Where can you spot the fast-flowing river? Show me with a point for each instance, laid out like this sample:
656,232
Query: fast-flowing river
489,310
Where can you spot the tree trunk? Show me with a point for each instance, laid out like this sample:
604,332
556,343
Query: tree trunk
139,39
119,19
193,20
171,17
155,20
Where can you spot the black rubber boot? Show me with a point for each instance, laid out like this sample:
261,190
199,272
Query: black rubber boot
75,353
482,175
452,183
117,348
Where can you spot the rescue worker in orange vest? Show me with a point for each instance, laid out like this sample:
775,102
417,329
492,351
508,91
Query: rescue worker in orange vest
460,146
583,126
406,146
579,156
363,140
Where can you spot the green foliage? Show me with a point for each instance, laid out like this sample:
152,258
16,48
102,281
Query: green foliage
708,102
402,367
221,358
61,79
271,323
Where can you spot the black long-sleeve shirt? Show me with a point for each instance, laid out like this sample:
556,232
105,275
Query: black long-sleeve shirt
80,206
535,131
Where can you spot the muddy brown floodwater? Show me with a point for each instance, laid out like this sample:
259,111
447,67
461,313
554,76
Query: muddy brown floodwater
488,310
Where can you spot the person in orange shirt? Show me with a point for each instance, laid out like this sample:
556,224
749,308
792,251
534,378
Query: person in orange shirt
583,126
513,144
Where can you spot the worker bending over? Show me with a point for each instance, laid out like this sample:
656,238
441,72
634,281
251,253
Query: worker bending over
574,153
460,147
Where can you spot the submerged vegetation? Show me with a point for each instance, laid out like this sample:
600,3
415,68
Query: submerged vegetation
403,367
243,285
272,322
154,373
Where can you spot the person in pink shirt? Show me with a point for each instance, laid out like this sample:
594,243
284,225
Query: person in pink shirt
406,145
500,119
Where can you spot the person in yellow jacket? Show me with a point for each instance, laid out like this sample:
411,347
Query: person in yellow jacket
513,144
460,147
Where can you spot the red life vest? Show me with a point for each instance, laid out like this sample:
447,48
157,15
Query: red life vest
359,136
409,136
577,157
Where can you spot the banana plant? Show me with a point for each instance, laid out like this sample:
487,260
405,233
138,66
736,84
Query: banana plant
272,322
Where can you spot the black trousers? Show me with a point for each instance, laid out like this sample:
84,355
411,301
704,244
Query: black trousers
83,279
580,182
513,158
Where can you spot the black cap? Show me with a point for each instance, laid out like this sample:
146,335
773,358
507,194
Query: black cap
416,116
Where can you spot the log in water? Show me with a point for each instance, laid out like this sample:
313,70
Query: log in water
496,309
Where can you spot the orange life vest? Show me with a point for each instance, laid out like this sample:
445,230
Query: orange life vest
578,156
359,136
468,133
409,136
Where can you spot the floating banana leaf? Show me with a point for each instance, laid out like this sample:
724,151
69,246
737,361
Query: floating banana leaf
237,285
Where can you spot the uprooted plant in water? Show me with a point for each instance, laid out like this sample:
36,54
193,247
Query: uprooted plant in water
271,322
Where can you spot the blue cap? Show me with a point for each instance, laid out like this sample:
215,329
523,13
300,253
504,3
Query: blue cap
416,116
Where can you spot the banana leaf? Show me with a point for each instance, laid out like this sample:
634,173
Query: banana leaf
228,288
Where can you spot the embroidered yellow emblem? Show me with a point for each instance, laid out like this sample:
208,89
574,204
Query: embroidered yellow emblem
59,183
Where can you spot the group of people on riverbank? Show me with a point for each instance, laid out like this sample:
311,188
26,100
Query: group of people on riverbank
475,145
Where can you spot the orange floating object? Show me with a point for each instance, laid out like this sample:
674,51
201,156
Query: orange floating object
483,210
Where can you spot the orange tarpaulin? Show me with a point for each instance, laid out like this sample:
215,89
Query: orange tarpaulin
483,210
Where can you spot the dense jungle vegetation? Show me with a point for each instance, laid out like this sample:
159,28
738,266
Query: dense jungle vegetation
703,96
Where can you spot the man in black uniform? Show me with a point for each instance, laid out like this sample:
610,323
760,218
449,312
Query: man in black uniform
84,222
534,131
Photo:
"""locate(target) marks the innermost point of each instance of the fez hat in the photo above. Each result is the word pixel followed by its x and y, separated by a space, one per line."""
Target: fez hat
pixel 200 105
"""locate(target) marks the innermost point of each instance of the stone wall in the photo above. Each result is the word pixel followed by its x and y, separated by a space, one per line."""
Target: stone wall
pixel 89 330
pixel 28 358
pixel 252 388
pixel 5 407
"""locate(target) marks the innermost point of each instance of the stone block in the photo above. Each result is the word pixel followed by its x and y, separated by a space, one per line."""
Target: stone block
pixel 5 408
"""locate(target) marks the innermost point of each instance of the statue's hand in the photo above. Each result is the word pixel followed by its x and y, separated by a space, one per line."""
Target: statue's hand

◇ ◇ ◇ ◇ ◇ ◇ ◇

§ Goal
Begin with the line containing "the stone wall" and repeat each line exactly until the records above end.

§ Correct response
"""locate(target) marks the innermost point of each instance of the stone wall in the photo above. Each result is the word pixel followed by its x and y, separated by a space, one per line."""
Target: stone wall
pixel 89 330
pixel 28 358
pixel 252 388
pixel 5 407
"""locate(target) marks the innermost point of each instance of the stone block in the photo above. Each result is the word pixel followed by its x and y, separated by a space, one per line."""
Target: stone block
pixel 5 408
"""locate(target) marks the innermost point of each instance of the statue's hand in the photo above. Each result is the word pixel followed by its x and y, separated by a space, one per line."""
Target: statue's hand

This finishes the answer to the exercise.